--- ページ抜粋 ---
海外のニュースより

政治・経済・社会の情勢について書かれた海外の新聞や雑誌の記事を選んで翻訳しています。

「左翼党政治家、射撃命令に対する疑いで挑発」と題する『シュピーゲル・オンライン』の記事。

2009年02月27日 | 国際政治
ベルリン発:「左翼党」は、チューリンゲン州では、常に30%の得票率を維持している。それは、社会民主党よりもずっと多い得票だ。来る8月の州首相選挙では、八月の選挙のためのトップ候補者の名前は、ボド・ラメロウ。彼は「左翼党」政治家として、初めて州首相になるという野心を持っている。だが、彼は目下、誤解を招く発言で困った状況に陥っている。
自分も州首相になるだろう社会民主党のトップ候補者である、クリストフ・マッチーは、ラメロウを「DDRの宣伝機関」だと非難した。チューリンゲン州文部大臣のベルンヴァルト・ミュラー(CDU所属)は、「歴史の歪曲」について語り、CDUの会派代表であるマイク・モーリングは、彼を「何とも言えない世迷い言言い」だと称した。何が起こったのか?
---
> 課題の内容
上のページ抜粋を、一字も変えずに全文そのまま繰り返すこと。
--- エントリー抜粋 ---
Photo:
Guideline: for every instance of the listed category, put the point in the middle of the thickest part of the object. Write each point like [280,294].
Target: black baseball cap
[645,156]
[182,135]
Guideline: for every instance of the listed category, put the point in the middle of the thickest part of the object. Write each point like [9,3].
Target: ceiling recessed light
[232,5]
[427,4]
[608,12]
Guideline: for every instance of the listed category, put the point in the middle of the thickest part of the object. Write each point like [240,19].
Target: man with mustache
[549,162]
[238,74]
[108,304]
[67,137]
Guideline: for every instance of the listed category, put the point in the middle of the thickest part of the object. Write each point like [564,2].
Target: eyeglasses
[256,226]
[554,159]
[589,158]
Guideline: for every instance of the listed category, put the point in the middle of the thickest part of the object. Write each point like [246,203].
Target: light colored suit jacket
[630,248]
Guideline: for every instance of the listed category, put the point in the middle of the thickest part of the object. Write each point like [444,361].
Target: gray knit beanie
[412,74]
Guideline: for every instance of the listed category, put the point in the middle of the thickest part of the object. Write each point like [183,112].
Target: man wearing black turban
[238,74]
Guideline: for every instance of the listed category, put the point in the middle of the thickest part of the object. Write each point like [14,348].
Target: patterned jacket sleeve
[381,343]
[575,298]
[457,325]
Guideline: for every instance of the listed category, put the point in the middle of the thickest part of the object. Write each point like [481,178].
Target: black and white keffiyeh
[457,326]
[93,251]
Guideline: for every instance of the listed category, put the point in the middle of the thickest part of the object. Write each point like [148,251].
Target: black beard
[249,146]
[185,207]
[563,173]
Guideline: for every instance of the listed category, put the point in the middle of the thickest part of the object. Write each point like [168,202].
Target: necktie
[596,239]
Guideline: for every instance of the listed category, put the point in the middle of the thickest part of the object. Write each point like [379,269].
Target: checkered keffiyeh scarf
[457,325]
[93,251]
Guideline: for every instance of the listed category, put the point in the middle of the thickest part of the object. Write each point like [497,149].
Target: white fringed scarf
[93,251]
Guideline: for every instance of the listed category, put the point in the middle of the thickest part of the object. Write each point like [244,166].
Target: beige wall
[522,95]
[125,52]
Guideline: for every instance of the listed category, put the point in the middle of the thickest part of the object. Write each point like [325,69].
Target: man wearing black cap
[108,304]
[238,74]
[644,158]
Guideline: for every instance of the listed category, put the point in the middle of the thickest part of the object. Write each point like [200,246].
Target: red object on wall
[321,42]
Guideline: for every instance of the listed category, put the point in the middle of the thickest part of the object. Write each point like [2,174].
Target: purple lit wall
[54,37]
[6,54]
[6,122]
---
> 課題の解答
海外のニュースより

政治・経済・社会の情勢について書かれた海外の新聞や雑誌の記事を選んで翻訳しています。

「左翼党政治家、射撃命令に対する疑いで挑発」と題する『シュピーゲル・オンライン』の記事。

2009年02月27日 | 国際政治
ベルリン発:「左翼党」は、チューリンゲン州では、常に30%の得票率を維持している。それは、社会民主党よりもずっと多い得票だ。来る8月の州首相選挙では、八月の選挙のためのトップ候補者の名前は、ボド・ラメロウ。彼は「左翼党」政治家として、初めて州首相になるという野心を持っている。だが、彼は目下、誤解を招く発言で困った状況に陥っている。
自分も州首相になるだろう社会民主党のトップ候補者である、クリストフ・マッチーは、ラメロウを「DDRの宣伝機関」だと非難した。チューリンゲン州文部大臣のベルンヴァルト・ミュラー(CDU所属)は、「歴史の歪曲」について語り、CDUの会派代表であるマイク・モーリングは、彼を「何とも言えない世迷い言言い」だと称した。何が起こったのか?